[[ Data supplied open ]]

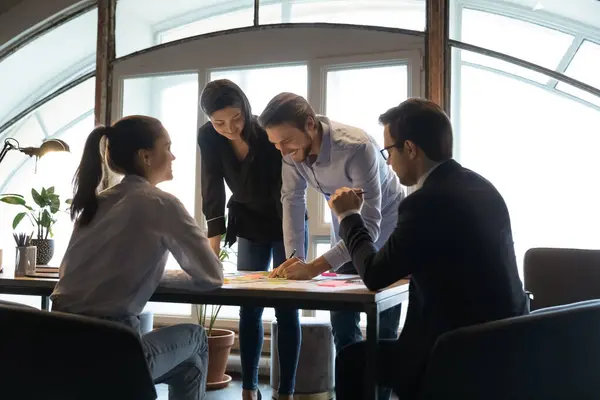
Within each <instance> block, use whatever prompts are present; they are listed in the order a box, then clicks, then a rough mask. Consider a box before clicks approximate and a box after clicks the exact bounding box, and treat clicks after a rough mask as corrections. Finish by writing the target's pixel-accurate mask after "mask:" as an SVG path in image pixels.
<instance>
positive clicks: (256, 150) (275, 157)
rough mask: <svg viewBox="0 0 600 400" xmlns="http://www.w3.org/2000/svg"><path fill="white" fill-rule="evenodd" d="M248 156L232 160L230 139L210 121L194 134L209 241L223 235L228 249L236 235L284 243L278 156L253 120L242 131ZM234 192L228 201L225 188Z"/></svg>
mask: <svg viewBox="0 0 600 400" xmlns="http://www.w3.org/2000/svg"><path fill="white" fill-rule="evenodd" d="M244 140H245V141H246V143H248V147H249V151H248V155H247V156H246V158H245V159H244V160H243V161H239V160H238V158H237V157H236V155H235V153H234V151H233V147H232V146H231V143H230V141H229V140H228V139H227V138H225V137H223V136H222V135H220V134H218V133H217V131H216V130H215V129H214V128H213V126H212V124H211V123H210V122H207V123H206V124H204V125H203V126H202V127H201V128H200V129H199V130H198V146H199V147H200V152H201V159H202V163H201V169H202V171H201V176H202V178H201V179H202V181H201V185H202V211H203V212H204V216H205V217H206V220H207V223H208V237H213V236H217V235H222V234H223V233H227V235H226V243H227V244H229V245H231V244H233V243H234V242H235V240H236V237H242V238H245V239H249V240H252V241H255V242H259V243H268V242H276V241H281V240H283V232H282V228H281V225H282V224H281V153H280V152H279V150H277V149H276V148H275V146H273V144H272V143H270V142H269V140H268V138H267V134H266V132H265V131H264V130H263V129H262V128H261V127H260V126H259V125H258V122H257V121H256V118H254V119H253V121H252V126H251V129H247V128H246V129H245V130H244ZM224 181H225V182H227V186H229V189H230V190H231V192H232V196H231V198H230V200H229V202H228V203H227V207H228V209H229V210H228V212H227V214H228V215H227V228H226V227H225V185H224Z"/></svg>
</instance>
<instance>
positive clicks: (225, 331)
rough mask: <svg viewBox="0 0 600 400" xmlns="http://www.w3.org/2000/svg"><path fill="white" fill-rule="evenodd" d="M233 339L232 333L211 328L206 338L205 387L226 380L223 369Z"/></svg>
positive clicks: (224, 366) (233, 334)
mask: <svg viewBox="0 0 600 400" xmlns="http://www.w3.org/2000/svg"><path fill="white" fill-rule="evenodd" d="M207 332H208V330H207ZM234 339H235V335H234V333H233V331H229V330H227V329H214V328H213V330H212V332H211V334H210V336H209V337H208V374H207V377H206V383H207V387H208V384H209V383H220V382H223V381H225V380H226V377H225V368H227V359H228V358H229V353H230V352H231V347H232V346H233V341H234Z"/></svg>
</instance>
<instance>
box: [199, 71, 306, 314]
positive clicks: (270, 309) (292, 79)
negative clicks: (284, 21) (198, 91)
mask: <svg viewBox="0 0 600 400" xmlns="http://www.w3.org/2000/svg"><path fill="white" fill-rule="evenodd" d="M307 74H308V70H307V67H306V65H282V66H276V67H253V68H246V69H229V70H214V71H212V72H211V73H210V80H211V81H213V80H216V79H229V80H231V81H233V82H235V83H236V84H238V85H239V86H240V87H241V88H242V90H243V91H244V93H246V96H248V100H249V101H250V105H251V106H252V113H253V114H254V115H260V113H262V111H263V110H264V108H265V107H266V105H267V103H268V102H269V100H271V99H272V98H273V97H274V96H275V95H277V94H279V93H281V92H293V93H296V94H299V95H300V96H304V97H305V98H306V96H307V85H308V83H307V82H308V77H307ZM230 196H231V191H230V190H229V188H227V190H226V198H227V201H229V197H230ZM232 251H233V253H234V254H233V255H232V256H230V258H229V260H228V261H229V262H228V265H227V267H228V268H231V266H234V265H237V243H236V244H234V245H233V248H232ZM272 263H273V260H271V267H272ZM234 270H235V268H234ZM238 315H239V307H235V306H223V307H222V308H221V311H220V313H219V317H220V318H238ZM274 317H275V311H274V310H273V309H272V308H266V309H265V310H264V312H263V318H264V319H273V318H274Z"/></svg>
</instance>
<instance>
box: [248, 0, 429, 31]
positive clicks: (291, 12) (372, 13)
mask: <svg viewBox="0 0 600 400" xmlns="http://www.w3.org/2000/svg"><path fill="white" fill-rule="evenodd" d="M263 3H267V1H264V0H263V1H261V7H260V9H259V11H260V15H259V21H260V23H261V24H266V23H270V24H272V23H284V22H296V23H300V22H305V23H306V22H327V23H334V24H355V25H374V26H385V27H390V28H403V29H411V30H415V31H424V30H425V1H424V0H416V1H415V0H290V1H288V2H285V6H284V7H285V8H284V12H283V13H282V14H281V15H280V16H279V18H278V19H272V18H268V17H267V16H265V15H263V9H264V8H265V6H263V5H262V4H263ZM288 7H289V9H288Z"/></svg>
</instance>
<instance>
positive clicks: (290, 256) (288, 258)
mask: <svg viewBox="0 0 600 400" xmlns="http://www.w3.org/2000/svg"><path fill="white" fill-rule="evenodd" d="M295 255H296V249H294V251H292V254H290V256H289V257H288V260H290V259H291V258H293V257H294V256H295Z"/></svg>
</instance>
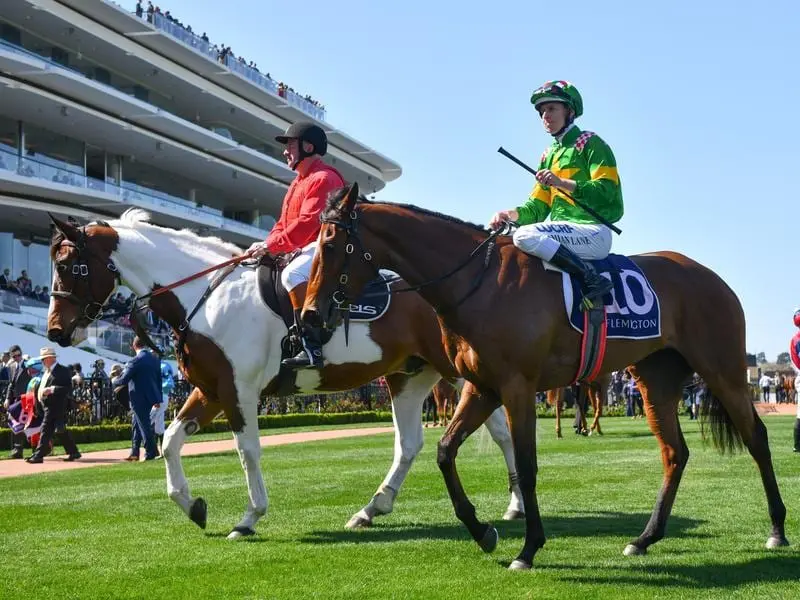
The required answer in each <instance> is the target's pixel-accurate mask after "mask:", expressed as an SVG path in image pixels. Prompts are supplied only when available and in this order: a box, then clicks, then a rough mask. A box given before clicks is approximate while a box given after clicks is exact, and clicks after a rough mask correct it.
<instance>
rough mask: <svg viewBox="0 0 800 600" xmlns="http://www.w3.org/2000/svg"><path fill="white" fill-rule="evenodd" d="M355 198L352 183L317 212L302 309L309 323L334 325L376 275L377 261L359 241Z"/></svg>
mask: <svg viewBox="0 0 800 600" xmlns="http://www.w3.org/2000/svg"><path fill="white" fill-rule="evenodd" d="M358 202H359V198H358V184H357V183H353V184H352V185H351V186H350V187H344V188H342V189H340V190H339V191H337V192H335V193H334V194H332V195H331V197H330V198H328V205H327V207H326V208H325V210H324V211H323V213H322V215H321V216H320V220H321V221H322V229H321V230H320V234H319V243H318V247H317V252H316V254H315V255H314V262H313V263H312V266H311V276H310V278H309V282H308V291H307V294H306V301H305V305H304V310H303V320H304V321H306V322H307V323H309V324H311V325H325V326H326V327H327V328H329V329H333V328H335V327H336V326H337V325H338V322H339V319H340V318H341V317H342V313H343V311H344V310H347V308H348V306H349V304H350V301H351V300H353V299H354V298H356V296H357V295H358V293H359V292H360V291H361V290H362V289H363V288H364V286H365V285H366V284H367V283H368V282H369V281H371V280H372V279H374V278H375V277H376V276H377V269H376V266H375V265H376V264H378V263H373V259H374V257H373V256H372V255H371V254H370V252H369V251H368V250H367V249H366V248H365V247H364V245H363V243H362V238H361V232H360V231H359V216H360V214H361V210H360V207H359V206H358Z"/></svg>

[[ Data supplied closed ]]

_Exercise instructions_.
Once the pictures are set aside, output all of the data above verbatim.

_Your solution_.
Within each <instance> block, use whatever prompts are present; they are listed in the order a box, then clicks, then a rough mask. Consider a box before clicks approximate and a box after clicks the exact bounding box, and treat clicks after a rough mask as corrections. Finish by writing the target's pixel-accurate mask after "mask:" as an SVG path in image pixels.
<instance>
positive clicks: (256, 150) (275, 157)
rough mask: <svg viewBox="0 0 600 400" xmlns="http://www.w3.org/2000/svg"><path fill="white" fill-rule="evenodd" d="M248 156L232 160L230 139L210 121L194 134L209 241L223 235L228 249L236 235L284 243L278 156L253 120L242 131ZM234 192L228 201L225 188Z"/></svg>
mask: <svg viewBox="0 0 600 400" xmlns="http://www.w3.org/2000/svg"><path fill="white" fill-rule="evenodd" d="M244 140H245V141H246V143H248V147H249V151H248V155H247V156H246V158H245V159H244V160H243V161H239V160H238V158H237V157H236V155H235V153H234V151H233V147H232V146H231V143H230V141H229V140H228V139H227V138H225V137H223V136H222V135H220V134H218V133H217V131H216V130H215V129H214V128H213V126H212V124H211V123H210V122H207V123H206V124H204V125H203V126H202V127H201V128H200V129H199V130H198V146H199V147H200V152H201V159H202V163H201V169H202V171H201V176H202V178H201V179H202V181H201V185H202V211H203V212H204V216H205V217H206V220H207V223H208V237H213V236H217V235H222V234H223V233H227V235H226V243H227V244H229V245H231V244H233V243H234V242H235V240H236V237H242V238H245V239H249V240H252V241H255V242H259V243H268V242H276V241H281V240H283V232H282V228H281V225H282V224H281V153H280V152H279V150H277V149H276V148H275V146H273V144H272V143H270V142H269V140H268V138H267V134H266V132H265V131H264V130H263V129H262V128H261V127H260V126H259V125H258V122H257V121H256V118H254V119H253V121H252V126H251V129H247V128H246V129H245V130H244ZM224 181H225V182H227V186H229V189H230V190H231V192H232V196H231V198H230V200H229V202H228V203H227V207H228V209H229V210H228V212H227V214H228V215H227V228H226V227H225V185H224Z"/></svg>
</instance>
<instance>
positive clicks: (225, 331)
rough mask: <svg viewBox="0 0 600 400" xmlns="http://www.w3.org/2000/svg"><path fill="white" fill-rule="evenodd" d="M233 339L232 333L211 328L206 338L205 387L226 380L223 369Z"/></svg>
positive clicks: (224, 366) (233, 334)
mask: <svg viewBox="0 0 600 400" xmlns="http://www.w3.org/2000/svg"><path fill="white" fill-rule="evenodd" d="M207 332H208V330H207ZM234 339H235V335H234V333H233V331H229V330H227V329H214V328H213V330H212V332H211V334H210V336H209V337H208V374H207V377H206V383H207V387H208V384H209V383H220V382H223V381H225V380H226V377H225V368H227V359H228V358H229V353H230V352H231V347H232V346H233V341H234Z"/></svg>
</instance>
<instance>
box: [199, 71, 306, 314]
positive clicks: (270, 309) (292, 79)
negative clicks: (284, 21) (198, 91)
mask: <svg viewBox="0 0 600 400" xmlns="http://www.w3.org/2000/svg"><path fill="white" fill-rule="evenodd" d="M307 74H308V70H307V67H306V65H282V66H276V67H253V68H246V69H229V70H214V71H212V72H211V73H210V80H211V81H213V80H216V79H229V80H231V81H233V82H235V83H236V84H238V85H239V86H240V87H241V88H242V90H243V91H244V93H246V96H248V100H249V101H250V105H251V106H252V113H253V114H254V115H260V113H262V111H263V110H264V108H265V107H266V105H267V103H268V102H269V100H271V99H272V98H273V97H274V96H275V95H277V94H279V93H281V92H293V93H296V94H299V95H300V96H304V97H305V98H306V96H307V85H308V83H307V82H308V77H307ZM230 196H231V191H230V190H229V188H227V190H226V198H227V201H229V197H230ZM232 251H233V253H234V254H233V255H232V256H230V258H229V260H228V261H229V262H228V265H227V267H228V268H231V266H234V265H237V243H236V244H234V245H233V248H232ZM272 263H273V260H271V267H272ZM234 270H235V268H234ZM238 315H239V307H235V306H223V307H222V308H221V311H220V313H219V317H220V318H238ZM274 317H275V311H274V310H273V309H272V308H266V309H265V310H264V312H263V318H264V319H273V318H274Z"/></svg>
</instance>
<instance>
box: [248, 0, 429, 31]
positive clicks: (291, 12) (372, 13)
mask: <svg viewBox="0 0 600 400" xmlns="http://www.w3.org/2000/svg"><path fill="white" fill-rule="evenodd" d="M263 3H267V1H264V0H263V1H261V7H260V9H259V11H260V15H259V21H260V23H261V24H266V23H270V24H272V23H284V22H296V23H300V22H305V23H306V22H327V23H334V24H355V25H374V26H385V27H390V28H403V29H411V30H415V31H424V30H425V1H424V0H416V1H415V0H290V1H288V2H285V6H284V7H285V8H284V12H283V13H282V14H281V15H280V16H279V18H278V19H272V18H268V17H267V16H265V15H263V9H264V8H265V6H263V5H262V4H263ZM288 7H289V9H288Z"/></svg>
</instance>
<instance>
positive clicks: (290, 256) (288, 258)
mask: <svg viewBox="0 0 600 400" xmlns="http://www.w3.org/2000/svg"><path fill="white" fill-rule="evenodd" d="M295 255H296V249H294V251H292V254H290V256H289V257H288V260H290V259H291V258H293V257H294V256H295Z"/></svg>
</instance>
The required answer in each <instance> is the target's pixel-accurate mask after "mask:", expressed as an SVG path in image pixels. Prompts are supplied only when available and in this order: a box, then clicks, then a rough mask. A box given before clicks is approximate while a box given after clicks is exact, and clicks after a rough mask correct it.
<instance>
rough mask: <svg viewBox="0 0 800 600" xmlns="http://www.w3.org/2000/svg"><path fill="white" fill-rule="evenodd" d="M355 198L352 183L317 212L302 309L309 323L334 325L376 275L377 261L359 241Z"/></svg>
mask: <svg viewBox="0 0 800 600" xmlns="http://www.w3.org/2000/svg"><path fill="white" fill-rule="evenodd" d="M358 202H359V198H358V184H357V183H353V184H352V185H351V186H350V187H344V188H342V189H340V190H339V191H337V192H335V193H334V194H332V195H331V197H330V198H328V205H327V207H326V208H325V210H324V211H323V213H322V215H321V216H320V220H321V221H322V229H321V230H320V234H319V243H318V247H317V252H316V254H315V255H314V262H313V263H312V266H311V276H310V278H309V282H308V291H307V294H306V301H305V305H304V310H303V320H304V321H306V322H307V323H309V324H311V325H325V326H326V327H327V328H329V329H333V328H335V327H336V326H337V325H338V322H339V319H340V318H341V317H342V313H343V311H344V310H347V308H348V306H349V304H350V301H351V300H353V299H354V298H356V296H357V295H358V293H359V292H360V291H361V290H362V289H363V288H364V286H365V285H366V284H367V283H368V282H369V281H371V280H372V279H374V278H375V277H376V276H377V269H376V266H375V265H376V264H378V263H373V259H374V257H373V256H372V255H371V254H370V252H369V251H368V250H367V249H366V248H365V247H364V245H363V243H362V238H361V232H360V231H359V216H360V214H361V210H360V207H359V206H358Z"/></svg>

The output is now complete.